- _Excerpt to read_
Wrinkle-free shirt on hanger.
Credit: Shutterstock
The cross-linking agent DMDHEU keeps cellulose chains from kinking—and shirts from wrinkling.

The misconception that Benerito invented wrinkle-free fabrics all by herself began to propagate in 2002 after she received a Lemelson-MIT Lifetime Achievement Award for work she carried out at the Department of Agriculture’s Southern Regional Research Center, in New Orleans. “A local reporter was incapable of understanding the fundamental physical chemistry work Ruth did and got the story wrong,” says Benerito’s former colleague and friend Noelie Bertoniere.

In reality, the concept of giving unruly fabrics such as cotton a wrinkle-free “finish” arose during the early 1900s in Europe. Scientists recognized that this natural material is made of numerous parallel chains of the polysaccharide cellulose and that those chains are held together by weak hydrogen bonds. When a cotton garment is left sitting in the dryer, the bonds break and eventually re-form as the cellulose chains shift into new, kinked configurations—wrinkles.

To deal with this insubordinate behavior, chemists began treating fabrics with molecules that cross-link the cellulose chains to permanently lock them into place. Tying up cellulose with urea-formaldehyde and other cross-linkers gave cotton “memory,” says Ken Greeson, senior textile chemist at Cotton Incorporated, an industry-sponsored research and promotional organization.

But the treatments to flatten out cellulose made cotton fabrics brittle. In those early days, up through the 1950s, Bertoniere says, “you could sit down and your shirt would rip across the back.”

Sometimes the treatments even caused color changes in garments. “If you bleached something with chlorine and then ironed it, it would yellow very badly,” Greeson says. That’s because the chlorine reacted with amine groups in the cross-linkers.

It was at this point that Benerito’s team and other research outfits stepped in to smooth out the chemistry. By the 1960s, cotton apparel and fabrics accounted for 78% of the textile market. But the popularity of synthetic, wrinkle-free fibers such as polyester was causing that market share to slide, worrying the cotton industry and driving researchers to seek ways of making cotton easier to care for.

- _Short task_
Answer these from the passage on wrinkle-free cotton:
(a) In what city was the Southern Regional Research Center?
(b) What kind of bonds hold cotton's cellulose chains together?
(c) By the 1960s, what share of the textile market did cotton apparel and fabrics hold?

- _Listed records_
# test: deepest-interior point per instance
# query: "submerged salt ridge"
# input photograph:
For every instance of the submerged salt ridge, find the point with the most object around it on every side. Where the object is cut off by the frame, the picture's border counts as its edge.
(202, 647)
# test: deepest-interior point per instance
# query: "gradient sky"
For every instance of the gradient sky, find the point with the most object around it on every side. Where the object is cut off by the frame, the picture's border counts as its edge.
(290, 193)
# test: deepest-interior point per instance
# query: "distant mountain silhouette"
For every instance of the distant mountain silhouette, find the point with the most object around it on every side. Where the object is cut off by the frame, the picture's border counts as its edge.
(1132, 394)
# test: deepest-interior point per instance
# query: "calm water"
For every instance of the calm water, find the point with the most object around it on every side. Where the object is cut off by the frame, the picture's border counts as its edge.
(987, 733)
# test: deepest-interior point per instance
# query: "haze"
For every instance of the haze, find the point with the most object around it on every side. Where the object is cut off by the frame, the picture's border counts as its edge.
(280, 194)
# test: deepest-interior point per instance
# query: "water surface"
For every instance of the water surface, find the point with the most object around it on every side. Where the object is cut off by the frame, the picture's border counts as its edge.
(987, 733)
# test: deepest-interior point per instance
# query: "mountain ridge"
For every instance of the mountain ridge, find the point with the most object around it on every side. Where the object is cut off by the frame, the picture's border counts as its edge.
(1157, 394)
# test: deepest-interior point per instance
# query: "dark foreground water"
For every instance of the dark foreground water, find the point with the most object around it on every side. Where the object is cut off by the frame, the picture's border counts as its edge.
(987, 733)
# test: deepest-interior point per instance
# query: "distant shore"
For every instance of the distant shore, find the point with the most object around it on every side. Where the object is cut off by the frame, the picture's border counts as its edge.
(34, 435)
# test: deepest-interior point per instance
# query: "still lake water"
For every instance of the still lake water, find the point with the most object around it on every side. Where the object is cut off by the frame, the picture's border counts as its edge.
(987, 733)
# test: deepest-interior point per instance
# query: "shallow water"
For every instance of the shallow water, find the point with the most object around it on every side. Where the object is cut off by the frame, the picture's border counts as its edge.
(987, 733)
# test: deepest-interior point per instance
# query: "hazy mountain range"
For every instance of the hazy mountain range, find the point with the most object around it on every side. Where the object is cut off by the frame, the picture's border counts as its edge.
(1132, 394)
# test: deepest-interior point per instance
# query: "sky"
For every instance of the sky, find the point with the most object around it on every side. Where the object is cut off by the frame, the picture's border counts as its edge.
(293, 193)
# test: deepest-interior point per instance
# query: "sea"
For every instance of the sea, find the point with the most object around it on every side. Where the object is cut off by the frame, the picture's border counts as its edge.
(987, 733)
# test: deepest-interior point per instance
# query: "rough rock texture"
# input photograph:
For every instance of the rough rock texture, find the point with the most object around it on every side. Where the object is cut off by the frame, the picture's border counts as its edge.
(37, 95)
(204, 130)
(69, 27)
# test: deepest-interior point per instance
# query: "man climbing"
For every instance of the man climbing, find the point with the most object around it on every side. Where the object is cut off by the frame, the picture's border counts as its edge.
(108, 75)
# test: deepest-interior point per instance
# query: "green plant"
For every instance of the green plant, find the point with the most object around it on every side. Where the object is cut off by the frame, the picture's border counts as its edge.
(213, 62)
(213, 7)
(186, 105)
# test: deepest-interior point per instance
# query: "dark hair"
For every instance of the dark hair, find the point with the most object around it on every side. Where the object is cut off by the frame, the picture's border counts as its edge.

- _Answer to the problem_
(a) New Orleans
(b) Weak hydrogen bonds
(c) 78%